▶ Excerpt
It has always been the case that the majority of programmers are plumbers. As
a fraction of people I would be surprised if we do not have more people
working on blue skies problems today because all the tools are available for
free, as opposed to the 80s when a workstation with the software on it cost
30% of the developers yearly salary.

------
a-saleh
I would say there are several languages that straddle the line.

AFAIK there exist 50+ people teams that use i.e. ocaml (Jane street,
Facebook), haskell (gallois, Facebook, Google), erlang (whatsapp, pivotal)

I would say that beyond i.e. 10 developers you suddenly need to have
onboarding solved. You need to be able to teach your new hires. You need to
have community beyond your workgroup to ask questions. You need decent library
support.

I would say it is beyond 50 where your leads start to worry you didn't `go
with IBM` so to speak. You suddenly can't just hire an expert. And you can't
coast on the fact your programmers find the language familliar.

(Pointing entries for named objects)
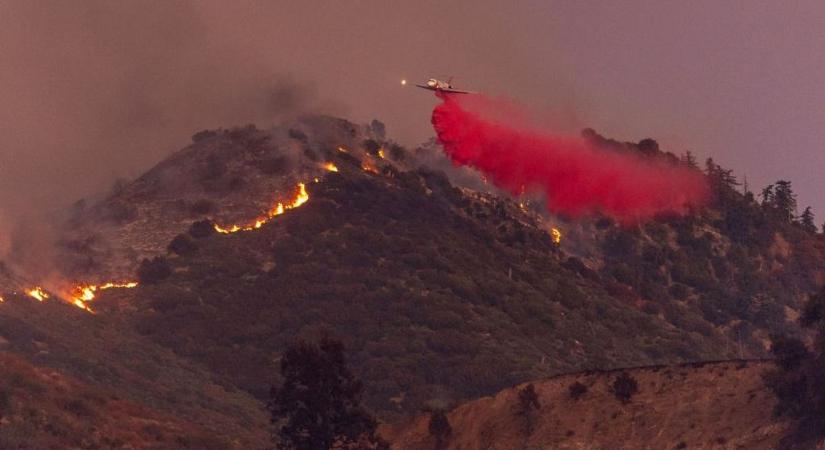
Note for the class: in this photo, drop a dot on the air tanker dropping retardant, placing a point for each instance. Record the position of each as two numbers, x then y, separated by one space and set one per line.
442 86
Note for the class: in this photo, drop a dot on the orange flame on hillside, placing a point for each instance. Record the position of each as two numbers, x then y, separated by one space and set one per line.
555 236
37 293
368 165
301 197
85 293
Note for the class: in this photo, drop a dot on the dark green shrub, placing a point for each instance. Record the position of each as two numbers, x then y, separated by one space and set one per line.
154 271
624 387
577 390
202 229
182 245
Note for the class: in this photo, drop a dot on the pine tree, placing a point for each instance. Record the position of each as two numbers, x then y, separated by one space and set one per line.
318 405
689 160
797 379
806 220
440 428
784 200
767 195
528 404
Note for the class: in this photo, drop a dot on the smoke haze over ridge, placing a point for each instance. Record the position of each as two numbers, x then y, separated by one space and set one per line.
96 90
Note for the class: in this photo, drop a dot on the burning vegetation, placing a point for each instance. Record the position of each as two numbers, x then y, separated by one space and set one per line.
555 235
300 198
80 295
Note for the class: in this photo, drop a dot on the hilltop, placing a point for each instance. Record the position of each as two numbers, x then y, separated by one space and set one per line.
443 288
707 406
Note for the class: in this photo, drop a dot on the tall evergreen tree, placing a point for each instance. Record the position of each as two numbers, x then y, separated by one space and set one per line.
806 220
440 428
318 406
767 195
689 160
784 200
797 379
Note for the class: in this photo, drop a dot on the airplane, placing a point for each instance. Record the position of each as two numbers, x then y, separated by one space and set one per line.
442 86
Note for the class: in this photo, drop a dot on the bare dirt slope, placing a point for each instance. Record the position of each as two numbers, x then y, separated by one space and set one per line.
710 406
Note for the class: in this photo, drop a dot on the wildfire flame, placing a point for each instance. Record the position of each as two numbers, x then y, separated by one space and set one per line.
85 293
555 235
37 293
300 198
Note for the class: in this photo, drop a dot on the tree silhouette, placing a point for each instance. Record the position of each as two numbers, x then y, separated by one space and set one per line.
318 405
440 428
806 220
528 404
797 379
624 387
784 200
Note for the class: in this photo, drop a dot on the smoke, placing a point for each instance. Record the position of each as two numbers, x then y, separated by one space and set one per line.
102 90
576 178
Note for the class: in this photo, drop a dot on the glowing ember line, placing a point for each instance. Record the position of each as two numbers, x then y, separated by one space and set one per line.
85 293
555 236
37 293
301 198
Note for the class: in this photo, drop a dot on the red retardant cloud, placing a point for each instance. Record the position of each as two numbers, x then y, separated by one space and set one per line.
577 178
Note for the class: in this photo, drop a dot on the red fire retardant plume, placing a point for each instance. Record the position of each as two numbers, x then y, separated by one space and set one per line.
577 178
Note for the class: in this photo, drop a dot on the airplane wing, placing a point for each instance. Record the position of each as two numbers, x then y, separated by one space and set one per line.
445 90
457 91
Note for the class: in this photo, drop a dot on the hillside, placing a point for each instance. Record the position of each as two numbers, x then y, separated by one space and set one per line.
44 409
443 288
706 406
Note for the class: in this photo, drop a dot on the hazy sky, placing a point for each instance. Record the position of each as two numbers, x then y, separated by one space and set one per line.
91 91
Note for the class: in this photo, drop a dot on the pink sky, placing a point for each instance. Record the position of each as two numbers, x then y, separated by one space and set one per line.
95 90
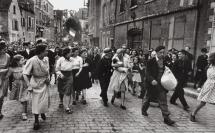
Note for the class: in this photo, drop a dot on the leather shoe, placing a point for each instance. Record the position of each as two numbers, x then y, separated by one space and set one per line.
192 118
36 126
122 107
168 121
43 116
144 113
186 108
1 116
174 103
105 104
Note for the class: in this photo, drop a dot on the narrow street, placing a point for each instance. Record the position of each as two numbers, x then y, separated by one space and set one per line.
94 117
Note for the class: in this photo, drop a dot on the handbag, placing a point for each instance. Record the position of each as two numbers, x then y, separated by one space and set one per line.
168 80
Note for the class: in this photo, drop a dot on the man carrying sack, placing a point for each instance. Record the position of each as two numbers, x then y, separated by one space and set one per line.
154 71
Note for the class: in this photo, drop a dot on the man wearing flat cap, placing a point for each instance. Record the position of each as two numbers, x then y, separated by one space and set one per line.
201 65
104 71
26 52
154 71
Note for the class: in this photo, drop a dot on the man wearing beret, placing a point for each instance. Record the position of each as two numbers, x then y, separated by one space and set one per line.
154 71
105 73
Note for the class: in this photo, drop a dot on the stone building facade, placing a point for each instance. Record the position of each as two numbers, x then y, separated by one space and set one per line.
94 20
44 19
10 28
149 23
27 20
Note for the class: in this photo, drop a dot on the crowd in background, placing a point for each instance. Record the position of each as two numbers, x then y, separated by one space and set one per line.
29 68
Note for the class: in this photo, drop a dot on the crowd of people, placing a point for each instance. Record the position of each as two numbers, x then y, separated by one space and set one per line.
27 70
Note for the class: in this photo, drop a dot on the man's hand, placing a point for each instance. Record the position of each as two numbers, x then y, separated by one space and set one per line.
154 82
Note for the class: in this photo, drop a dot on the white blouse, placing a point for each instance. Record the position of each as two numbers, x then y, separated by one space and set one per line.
77 62
64 65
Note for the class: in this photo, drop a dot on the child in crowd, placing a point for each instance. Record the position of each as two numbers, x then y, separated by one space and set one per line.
19 90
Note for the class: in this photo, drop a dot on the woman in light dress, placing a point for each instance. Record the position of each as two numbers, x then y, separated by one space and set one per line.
38 68
4 63
85 75
64 68
207 93
119 81
77 68
19 90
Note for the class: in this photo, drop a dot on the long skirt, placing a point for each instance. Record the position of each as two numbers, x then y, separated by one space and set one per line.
40 101
116 81
77 82
65 85
3 87
19 91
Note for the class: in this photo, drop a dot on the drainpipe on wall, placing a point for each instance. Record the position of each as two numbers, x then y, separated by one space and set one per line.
115 13
196 29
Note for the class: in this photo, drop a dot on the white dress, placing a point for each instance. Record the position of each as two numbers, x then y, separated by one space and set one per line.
207 93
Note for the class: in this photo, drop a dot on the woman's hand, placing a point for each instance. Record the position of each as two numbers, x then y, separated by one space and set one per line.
77 74
30 89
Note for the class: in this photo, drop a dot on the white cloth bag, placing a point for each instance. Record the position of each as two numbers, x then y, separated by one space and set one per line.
168 80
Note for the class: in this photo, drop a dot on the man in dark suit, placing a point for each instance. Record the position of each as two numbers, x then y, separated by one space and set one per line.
95 58
104 74
180 69
51 55
26 52
201 65
154 71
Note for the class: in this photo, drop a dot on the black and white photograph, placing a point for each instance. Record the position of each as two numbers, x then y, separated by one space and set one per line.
107 66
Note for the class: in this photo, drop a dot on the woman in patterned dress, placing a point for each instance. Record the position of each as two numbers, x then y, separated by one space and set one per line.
4 63
207 94
119 81
38 68
19 90
85 75
64 68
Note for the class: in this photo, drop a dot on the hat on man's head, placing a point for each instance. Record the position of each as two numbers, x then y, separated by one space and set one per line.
204 50
2 45
159 48
26 43
120 50
107 50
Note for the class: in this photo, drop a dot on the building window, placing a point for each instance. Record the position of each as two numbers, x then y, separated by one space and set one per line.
15 25
181 2
122 6
14 9
147 1
29 22
23 22
133 3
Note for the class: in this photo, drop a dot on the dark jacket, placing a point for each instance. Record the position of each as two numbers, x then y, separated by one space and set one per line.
152 73
104 69
180 70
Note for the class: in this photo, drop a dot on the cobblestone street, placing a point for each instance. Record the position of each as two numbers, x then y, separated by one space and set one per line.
94 117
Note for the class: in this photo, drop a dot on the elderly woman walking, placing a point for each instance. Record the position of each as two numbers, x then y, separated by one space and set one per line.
64 68
207 94
4 63
38 68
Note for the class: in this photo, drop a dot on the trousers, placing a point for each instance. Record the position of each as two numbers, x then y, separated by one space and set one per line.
162 100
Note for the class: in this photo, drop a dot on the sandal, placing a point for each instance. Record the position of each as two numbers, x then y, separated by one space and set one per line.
60 105
24 117
69 111
84 102
1 116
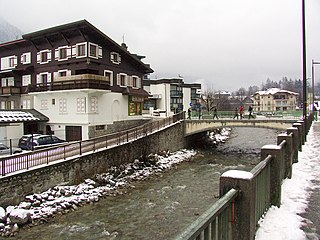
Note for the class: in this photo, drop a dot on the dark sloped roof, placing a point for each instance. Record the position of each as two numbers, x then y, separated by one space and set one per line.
22 115
84 24
135 92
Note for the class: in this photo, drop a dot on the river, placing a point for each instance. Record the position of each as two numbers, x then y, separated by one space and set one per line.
161 206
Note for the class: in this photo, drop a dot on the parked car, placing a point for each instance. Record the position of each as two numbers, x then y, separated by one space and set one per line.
4 150
25 141
30 142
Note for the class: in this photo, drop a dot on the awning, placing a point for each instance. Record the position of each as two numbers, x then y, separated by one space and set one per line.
135 92
22 115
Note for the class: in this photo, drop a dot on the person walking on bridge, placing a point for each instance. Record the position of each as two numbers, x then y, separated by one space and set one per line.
236 114
215 114
250 112
241 110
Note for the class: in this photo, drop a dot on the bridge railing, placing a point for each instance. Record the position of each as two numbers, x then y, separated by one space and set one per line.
216 223
24 161
257 190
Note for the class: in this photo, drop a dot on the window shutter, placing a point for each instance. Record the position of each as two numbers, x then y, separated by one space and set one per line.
38 79
69 52
28 57
56 54
99 52
15 61
138 82
118 79
74 51
130 81
38 58
49 55
48 77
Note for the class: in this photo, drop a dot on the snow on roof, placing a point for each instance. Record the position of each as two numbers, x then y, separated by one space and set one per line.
21 116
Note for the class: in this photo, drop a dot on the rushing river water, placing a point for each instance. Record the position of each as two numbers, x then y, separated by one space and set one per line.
162 206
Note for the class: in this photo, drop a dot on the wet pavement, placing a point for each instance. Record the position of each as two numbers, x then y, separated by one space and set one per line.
312 214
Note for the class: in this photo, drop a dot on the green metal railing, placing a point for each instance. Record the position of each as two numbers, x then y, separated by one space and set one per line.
216 223
261 175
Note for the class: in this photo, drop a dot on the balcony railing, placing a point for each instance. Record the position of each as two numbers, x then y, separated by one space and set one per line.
84 81
11 90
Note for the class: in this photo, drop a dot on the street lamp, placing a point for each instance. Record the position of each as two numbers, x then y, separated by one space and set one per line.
312 75
304 64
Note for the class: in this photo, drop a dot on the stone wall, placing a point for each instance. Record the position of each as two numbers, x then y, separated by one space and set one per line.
14 188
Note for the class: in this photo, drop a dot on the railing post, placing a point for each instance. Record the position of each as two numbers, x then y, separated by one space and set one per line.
3 166
301 134
276 169
288 148
244 209
295 142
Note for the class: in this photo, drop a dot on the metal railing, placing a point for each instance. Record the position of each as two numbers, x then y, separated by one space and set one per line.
24 161
216 223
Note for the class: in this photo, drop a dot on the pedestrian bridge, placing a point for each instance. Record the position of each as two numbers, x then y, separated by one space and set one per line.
197 126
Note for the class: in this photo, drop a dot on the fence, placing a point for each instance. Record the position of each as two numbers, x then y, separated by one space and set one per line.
246 196
24 161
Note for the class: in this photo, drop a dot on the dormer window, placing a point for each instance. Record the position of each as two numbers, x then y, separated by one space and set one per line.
63 53
93 50
44 56
115 57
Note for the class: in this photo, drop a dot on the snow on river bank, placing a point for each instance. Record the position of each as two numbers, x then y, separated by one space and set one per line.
40 207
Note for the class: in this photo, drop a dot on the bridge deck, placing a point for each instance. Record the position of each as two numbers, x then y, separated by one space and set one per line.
196 126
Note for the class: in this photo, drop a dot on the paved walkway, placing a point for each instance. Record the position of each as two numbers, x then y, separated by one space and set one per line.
312 214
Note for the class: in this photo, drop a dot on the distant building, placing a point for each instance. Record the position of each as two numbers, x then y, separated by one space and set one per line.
171 95
274 99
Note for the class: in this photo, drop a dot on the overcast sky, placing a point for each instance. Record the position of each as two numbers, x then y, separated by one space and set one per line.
223 44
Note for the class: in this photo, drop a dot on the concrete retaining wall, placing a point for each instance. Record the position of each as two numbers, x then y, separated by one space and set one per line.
15 187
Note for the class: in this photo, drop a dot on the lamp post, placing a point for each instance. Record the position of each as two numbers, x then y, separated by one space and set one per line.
304 64
312 75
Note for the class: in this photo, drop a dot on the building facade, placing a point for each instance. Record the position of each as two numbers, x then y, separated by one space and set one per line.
275 99
76 76
171 95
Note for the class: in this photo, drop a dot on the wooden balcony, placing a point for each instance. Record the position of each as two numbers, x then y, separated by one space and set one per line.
84 81
7 91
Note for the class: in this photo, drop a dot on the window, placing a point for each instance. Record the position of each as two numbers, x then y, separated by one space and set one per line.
62 73
121 80
115 57
109 75
81 105
62 105
79 50
93 50
44 78
26 104
44 104
94 104
3 105
7 82
44 56
26 80
26 58
9 62
135 82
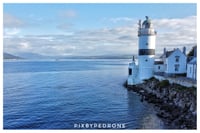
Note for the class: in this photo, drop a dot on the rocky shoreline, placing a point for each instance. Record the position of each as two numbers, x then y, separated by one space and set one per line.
175 104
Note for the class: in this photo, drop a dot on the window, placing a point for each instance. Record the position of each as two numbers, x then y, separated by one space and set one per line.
176 67
130 71
177 58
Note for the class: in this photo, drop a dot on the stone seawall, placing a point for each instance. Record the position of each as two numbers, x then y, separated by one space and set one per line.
175 104
181 81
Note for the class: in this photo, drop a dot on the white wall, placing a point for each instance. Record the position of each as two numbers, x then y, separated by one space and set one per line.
157 66
171 61
192 71
151 40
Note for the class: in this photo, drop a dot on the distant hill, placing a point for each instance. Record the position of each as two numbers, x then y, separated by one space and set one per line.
10 56
28 55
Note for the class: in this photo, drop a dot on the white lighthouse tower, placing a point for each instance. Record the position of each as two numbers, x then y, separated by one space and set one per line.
146 52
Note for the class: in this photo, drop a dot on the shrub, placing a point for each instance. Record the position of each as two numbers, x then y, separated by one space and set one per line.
164 83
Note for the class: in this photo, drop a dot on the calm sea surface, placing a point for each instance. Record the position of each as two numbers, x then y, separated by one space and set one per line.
61 94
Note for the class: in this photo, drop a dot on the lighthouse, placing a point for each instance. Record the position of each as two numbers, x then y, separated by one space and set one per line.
146 51
143 69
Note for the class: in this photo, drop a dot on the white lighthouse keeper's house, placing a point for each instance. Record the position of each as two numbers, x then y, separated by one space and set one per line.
144 68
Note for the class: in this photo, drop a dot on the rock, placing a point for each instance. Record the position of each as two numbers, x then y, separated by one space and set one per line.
176 105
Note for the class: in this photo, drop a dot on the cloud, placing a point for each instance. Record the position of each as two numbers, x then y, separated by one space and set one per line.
68 13
122 19
65 26
10 21
172 33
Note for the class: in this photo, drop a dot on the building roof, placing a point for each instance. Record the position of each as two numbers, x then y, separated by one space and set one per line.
193 61
158 62
167 54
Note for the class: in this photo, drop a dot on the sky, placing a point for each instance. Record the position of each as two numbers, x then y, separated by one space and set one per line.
66 29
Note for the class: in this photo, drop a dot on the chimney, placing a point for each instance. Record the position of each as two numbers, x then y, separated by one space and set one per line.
164 51
184 50
133 58
195 52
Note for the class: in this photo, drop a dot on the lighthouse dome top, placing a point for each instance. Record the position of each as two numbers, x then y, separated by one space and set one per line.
147 23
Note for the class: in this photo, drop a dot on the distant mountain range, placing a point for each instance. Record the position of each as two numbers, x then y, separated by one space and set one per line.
38 56
10 56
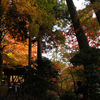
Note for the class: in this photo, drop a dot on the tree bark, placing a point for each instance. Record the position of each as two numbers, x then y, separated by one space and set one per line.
39 48
29 62
0 44
97 12
80 34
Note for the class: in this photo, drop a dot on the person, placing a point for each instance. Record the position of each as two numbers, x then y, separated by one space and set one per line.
3 91
82 91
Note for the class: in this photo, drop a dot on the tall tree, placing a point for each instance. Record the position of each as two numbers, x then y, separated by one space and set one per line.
96 10
80 34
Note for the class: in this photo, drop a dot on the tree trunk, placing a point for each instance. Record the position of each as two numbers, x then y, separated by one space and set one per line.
29 62
97 12
0 44
39 49
1 61
80 34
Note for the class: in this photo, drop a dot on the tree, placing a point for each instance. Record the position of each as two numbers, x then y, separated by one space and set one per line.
80 34
96 6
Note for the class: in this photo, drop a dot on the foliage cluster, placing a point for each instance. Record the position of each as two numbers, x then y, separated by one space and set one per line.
38 80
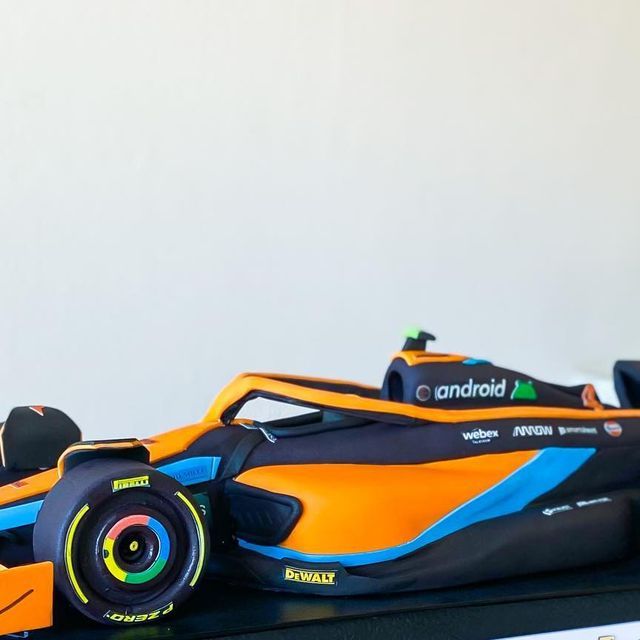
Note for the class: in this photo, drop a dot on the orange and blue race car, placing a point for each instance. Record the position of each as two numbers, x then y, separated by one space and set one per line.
454 471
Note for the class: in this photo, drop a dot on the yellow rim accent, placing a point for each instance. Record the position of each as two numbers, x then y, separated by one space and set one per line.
200 529
68 561
110 562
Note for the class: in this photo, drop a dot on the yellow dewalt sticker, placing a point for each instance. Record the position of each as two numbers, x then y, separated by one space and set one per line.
129 483
308 576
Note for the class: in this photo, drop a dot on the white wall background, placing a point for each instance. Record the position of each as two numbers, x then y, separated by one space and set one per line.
189 189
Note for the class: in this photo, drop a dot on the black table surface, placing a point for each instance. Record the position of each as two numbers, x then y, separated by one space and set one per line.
533 604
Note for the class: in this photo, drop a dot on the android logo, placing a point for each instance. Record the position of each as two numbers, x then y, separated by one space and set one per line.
524 391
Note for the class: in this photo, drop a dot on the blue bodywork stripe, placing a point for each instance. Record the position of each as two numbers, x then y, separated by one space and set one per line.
187 472
542 473
20 515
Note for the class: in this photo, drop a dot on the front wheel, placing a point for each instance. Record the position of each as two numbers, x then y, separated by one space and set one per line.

▶ Objectives
A. Report how many lines of the records contain the string "background", treating case as significant, and give only that number.
B. Pick up the forum thread above about programming languages and team size, and continue it from its last sentence.

▶ Answers given
A. 2

B.
Like, I joined 4 people team working in clojure. It was fine. You mostly could
see "oh, this is where the macro magic starts, and here I need to grok
protocols first and here I need to grok transducers first". Then my manager
got nervous that he couldn't hire new people fast enough so we had to do a
python rewrite :-/

Different team, different project, 60+ people, python. You'd think, it is just
python. But you never know when there is a metaclass hiding behind an
inheritance chain. There are parts, where we might have single person
understand the code. Sometimes they left year ago.

------
cryptonector
I don't think the issue is that the language weaves with the mind (or the
reverse). Instead I think there's several issues at play, at least these, and
probably others: a) mindshare, b) dynamic type systems suck.

(b) alone may seem insufficient, since TFA mentions Python as a language that
scales, but I've never seen large Python systems -- lots of small Python
programs and libraries, yes, but monolythic multi-mloc Python applications?
no. When you get to that size, dynamic typing issues become time sinks.

As to mindshare, if the number of developers who know Lisp is small, you're
not going to get a lot of them. Mind you, you should be able to train them --
once you speak N>3 programming languages, getting to N+1 is not that
difficult. But it's a lot easier to hire C++/Java/whatever programmers. This
is a mindshare effect.

Also, if 1.5 FTEs allows you to build a successful company, then to scale
development to 100 FTEs you have to rewrite, well, that's still a success.
Many would like to have that problem. And nowadays we're getting good at
incremental rewrites as an industry -- witness the Rust effort.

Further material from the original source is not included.